# TEXTAUSZUG
********************
Viel zu selten der Bösewicht

betr.: 30. Todestag von Ray Milland

Die Filmgeschichte hat Ray Milland insgesamt fair behandelt. Zwar wurde er viel zu selten mit Rollen bedacht, die seine besonderen Talente  in vollem Umfang einforderten, aber es gab sie zuweilen, und er spielte auch die übrigen sehr anständig. Außerdem bekam  er einen Oscar – für die Darstellung eines Alkoholikers in „Das verlorene Wochenende“ – spielte in einem unverwüstlichen Hitchcock-Klassiker die männliche Hauptrolle – „Bei Anruf Mord“ – und sogar eine Alterskarriere war ihm vergönnt – wenn auch zumeist im Trash und beim Fernsehen.
********************
# DATENAUSZÜGE
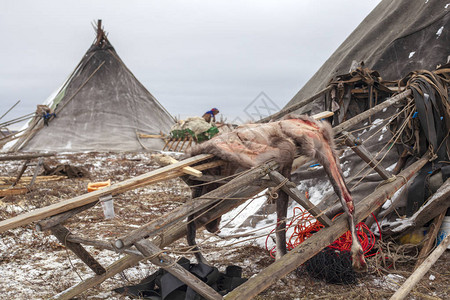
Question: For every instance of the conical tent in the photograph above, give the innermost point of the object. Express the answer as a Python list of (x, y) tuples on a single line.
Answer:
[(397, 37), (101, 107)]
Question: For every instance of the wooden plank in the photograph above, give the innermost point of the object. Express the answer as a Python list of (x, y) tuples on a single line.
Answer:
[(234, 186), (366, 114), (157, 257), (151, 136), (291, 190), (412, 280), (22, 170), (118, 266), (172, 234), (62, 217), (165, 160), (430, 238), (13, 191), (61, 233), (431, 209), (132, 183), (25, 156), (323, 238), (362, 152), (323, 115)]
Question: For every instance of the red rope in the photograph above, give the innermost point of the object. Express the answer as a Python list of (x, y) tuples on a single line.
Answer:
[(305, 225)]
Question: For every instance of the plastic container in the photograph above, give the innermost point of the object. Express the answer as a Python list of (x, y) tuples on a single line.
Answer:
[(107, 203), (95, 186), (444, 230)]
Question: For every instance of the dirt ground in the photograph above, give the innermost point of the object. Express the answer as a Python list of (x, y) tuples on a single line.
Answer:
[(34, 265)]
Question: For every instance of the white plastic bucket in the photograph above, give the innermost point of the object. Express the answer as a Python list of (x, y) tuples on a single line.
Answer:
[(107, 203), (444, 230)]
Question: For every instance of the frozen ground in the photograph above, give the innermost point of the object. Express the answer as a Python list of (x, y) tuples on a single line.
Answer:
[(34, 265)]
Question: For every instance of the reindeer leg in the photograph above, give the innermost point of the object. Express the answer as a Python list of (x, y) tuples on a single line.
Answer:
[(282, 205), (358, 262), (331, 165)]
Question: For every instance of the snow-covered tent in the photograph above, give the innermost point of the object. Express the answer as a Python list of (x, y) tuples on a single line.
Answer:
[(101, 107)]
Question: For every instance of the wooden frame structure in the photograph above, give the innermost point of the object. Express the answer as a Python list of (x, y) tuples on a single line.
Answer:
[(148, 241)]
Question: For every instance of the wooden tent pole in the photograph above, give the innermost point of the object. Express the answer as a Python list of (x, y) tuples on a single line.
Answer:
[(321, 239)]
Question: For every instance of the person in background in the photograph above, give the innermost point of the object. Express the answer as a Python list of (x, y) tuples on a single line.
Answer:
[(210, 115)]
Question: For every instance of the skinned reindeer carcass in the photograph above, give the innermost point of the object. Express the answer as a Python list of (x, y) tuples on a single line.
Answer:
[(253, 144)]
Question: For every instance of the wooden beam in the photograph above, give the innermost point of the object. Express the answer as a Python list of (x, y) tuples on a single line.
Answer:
********************
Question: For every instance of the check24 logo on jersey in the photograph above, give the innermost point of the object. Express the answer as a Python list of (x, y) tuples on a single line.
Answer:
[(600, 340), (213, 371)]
********************
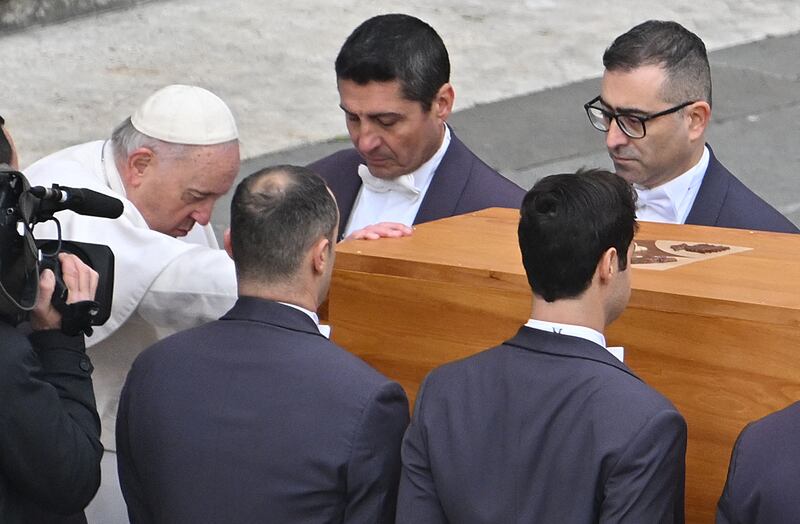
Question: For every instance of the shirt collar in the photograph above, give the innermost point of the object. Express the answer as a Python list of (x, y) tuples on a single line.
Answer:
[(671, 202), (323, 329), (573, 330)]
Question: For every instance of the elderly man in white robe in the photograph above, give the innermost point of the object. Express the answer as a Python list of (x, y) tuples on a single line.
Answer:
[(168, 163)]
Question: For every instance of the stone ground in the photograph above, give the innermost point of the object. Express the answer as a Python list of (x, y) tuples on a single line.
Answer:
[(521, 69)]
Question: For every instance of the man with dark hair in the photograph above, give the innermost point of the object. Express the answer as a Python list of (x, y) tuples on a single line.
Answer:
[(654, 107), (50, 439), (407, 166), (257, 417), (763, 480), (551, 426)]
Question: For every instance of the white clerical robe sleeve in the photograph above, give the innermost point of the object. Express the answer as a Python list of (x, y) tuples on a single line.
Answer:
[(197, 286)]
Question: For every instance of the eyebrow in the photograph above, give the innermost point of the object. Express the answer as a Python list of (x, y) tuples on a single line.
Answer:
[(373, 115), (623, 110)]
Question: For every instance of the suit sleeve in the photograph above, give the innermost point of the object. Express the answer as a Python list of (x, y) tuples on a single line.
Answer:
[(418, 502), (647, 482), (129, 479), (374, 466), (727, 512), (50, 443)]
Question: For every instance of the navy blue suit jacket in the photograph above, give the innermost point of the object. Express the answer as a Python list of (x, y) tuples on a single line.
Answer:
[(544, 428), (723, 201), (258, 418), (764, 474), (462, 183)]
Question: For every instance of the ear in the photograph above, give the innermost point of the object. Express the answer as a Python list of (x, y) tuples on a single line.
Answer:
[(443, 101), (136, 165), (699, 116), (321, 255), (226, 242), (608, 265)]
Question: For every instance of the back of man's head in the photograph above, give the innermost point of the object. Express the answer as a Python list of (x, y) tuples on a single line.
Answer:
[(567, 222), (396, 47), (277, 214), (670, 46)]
********************
# AUFGABEN
1. Übersetze diesen Satz aus dem Text über Ray Milland ins Englische: „Die Filmgeschichte hat Ray Milland insgesamt fair behandelt.“
2. Gib den Abschnitt aus dem Text über Ray Milland wieder, der mit „betr.: 30. Todestag“ anfängt und bis „und beim Fernsehen.“ reicht, und setze dabei „Golden Globe“ an die Stelle von „Oscar“.
3. Schreib den Text über Ray Milland weiter, wo er aufhört.

# ANTWORTEN JE AUFGABE
1. Film history has, on the whole, treated Ray Milland fairly.

2.
betr.: 30. Todestag von Ray Milland

Die Filmgeschichte hat Ray Milland insgesamt fair behandelt. Zwar wurde er viel zu selten mit Rollen bedacht, die seine besonderen Talente  in vollem Umfang einforderten, aber es gab sie zuweilen, und er spielte auch die übrigen sehr anständig. Außerdem bekam  er einen Golden Globe – für die Darstellung eines Alkoholikers in „Das verlorene Wochenende“ – spielte in einem unverwüstlichen Hitchcock-Klassiker die männliche Hauptrolle – „Bei Anruf Mord“ – und sogar eine Alterskarriere war ihm vergönnt – wenn auch zumeist im Trash und beim Fernsehen.

3.
Der gebürtige Waliser Reginald Alfred Truscott-Jones war kein gelernter Schauspieler. Er kam in Ausübung eines Befehls zur Schauspielerei, als das britische Kriegsministerium ihn als 19jährigen Soldaten der Königlichen Kavallerie zum Drehort von „Die Nacht nach dem Verrat“ schickte. Er hatte für einen deutschen Stuntman einzuspringen, der von einem Bus angefahren worden war. Ein Jahr später geschah das Klischeehafte: ein Star erkrankte, und unter seinem neuem Namen konnte Milland eine Hauptrolle spielen. 1933 gab er sein Debüt in Hollywood und bekannte später, „dort ein Star gewesen zu sein, bevor ich überhaupt begriffen hatte, was Schauspielerei eigentlich ist.“ Seine Autobiographie hieß dementsprechend „Glotzäugig in Babylon“.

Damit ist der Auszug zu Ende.